We choose Adam with lr=5e-3. As you can see we can call eqx.filter directly on the orchestrator, since it is a pytree. We also show how to update the model with the function update(orchestrator, state, optimizer).

optimizer = optax.adam(5e-3)
opt_state = optimizer.init(eqx.filter(orchestrator, eqx.is_inexact_array))


def update(
    orchestrator: SequentialOrchestrator, state: SequentialState, optimizer, optimizer_state, rng
) -> tuple[SequentialOrchestrator, Any]:
    """Compute and applies the updates and returns the updated model.

    It also returns the optimizer state, typed as Any for now.
    """
    # 1) Local deltas (orchestrator-shaped deltas).
    grads = orchestrator.backward(state, rng=rng)

    # 2) Optax over the orchestrator (tree structures match by construction).
    # This is common equinox + optax pattern, used in the same way when training
    # "regular" deep learning models.
    # First we filter fields with equinox and then we give them to the optimizer.
    # This allows us to handle complex pytrees with static fields seamlessly during
    # training.
    params = eqx.filter(orchestrator, eqx.is_inexact_array)
    grads = eqx.filter(grads, eqx.is_inexact_array)

    # 3) We compute the updates and apply them to our model
    updates, opt_state = optimizer.update(grads, optimizer_state, params=params)
    orchestrator = eqx.apply_updates(orchestrator, updates)

    # 4) We return the updated model and the optimizer state
    return orchestrator, opt_state

Dynamics helpers¶

We now define two simple functions that run during training, they are extremely simple. During run_dynamics_training we have two phases: a first one where we compute all messages and run the dynamics with both forward and backward messages. We run this phase for a fixed number of steps. Then, we do a second phase where we suppress all messages "going backward", we run this dynamics for a fixed number of steps and we obtain a second fixed point s^*.

During inference, we only run the dynamics with suppressed messages from the right.

def run_dynamics_training(
    orch: SequentialOrchestrator,
    s,
    rng: jax.Array,
    steps: int,
):
    """Run `steps` iterations using ALL messages (clamped phase).

    Note: Kept identical to your working version for consistency.
    """
    for _ in range(steps):
        s, rng = orch.step(s, rng=rng)
    for _ in range(steps):
        s, rng = orch.step_inference(s, rng=rng)

_GIVEN INFORMATION_:
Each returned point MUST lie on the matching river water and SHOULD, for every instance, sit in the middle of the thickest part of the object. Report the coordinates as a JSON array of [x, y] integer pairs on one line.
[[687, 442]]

_TASK DESCRIPTION_:
Write the next part of the walkthrough on training the orchestrator, picking up right after its last line. Nothing in the material is needed for this work.

_ANSWER TO THIS TASK_:
    return s, rng


def run_dynamics_inference(
    orch: SequentialOrchestrator,
    s,
    rng: jax.Array,
    steps: int,
):
    """Run `steps` iterations discarding rightward/backward messages (free phase)."""
    for _ in range(steps):
        s, rng = orch.step_inference(s, rng=rng)
    return s, rng

Train step¶

This function summarizes the whole training protocol, for a single batch.

Protocol per batch: 1. Initialize/clamp the global state with (x, y). 2. Run training dynamics for 2 * T_train steps. 3. Update the model with update, as seen before.

def train_step(
    orch: SequentialOrchestrator,
    s: SequentialState,
    x: jnp.ndarray,
    y: jnp.ndarray,
    rng: jax.Array,
    *,
    opt_state,
    optimizer,
    t_train: int = 3,
):
    # 1) Clamp current batch (inputs & labels).
    s = s.init(x, y)

    # 2) Training dynamics (kept as-is).
    s, rng = run_dynamics_training(orch, s, rng, steps=t_train)

    # 3) Update the model
    rng, update_key = jax.random.split(rng)
    orch, opt_state = update(orch, s, optimizer, opt_state, update_key)
    return orch, rng, opt_state

Eval step¶

Initializes with inputs only (labels are just for metrics), then runs the inference dynamics and computes metrics.

def eval_step(
    orch: SequentialOrchestrator,
    s: SequentialState,
    x: jnp.ndarray,
    y: jnp.ndarray,
    rng: jax.Array,
    *,
    t_eval: int = 5,
) -> tuple[SequentialOrchestrator, SequentialState, dict, jax.Array]:
    s = s.init(x, None)
    s, rng = run_dynamics_inference(orch, s, rng, steps=t_eval)
    s, rng = orchestrator.predict(s, rng)
    y_pred = s[-1]
    metrics = {"acc": batch_accuracy(y, y_pred)}
    return metrics, rng

Run the training¶

Finally, we build a small PrototypeData stream, train for a few epochs using train_step per batch, and evaluate on the same stream.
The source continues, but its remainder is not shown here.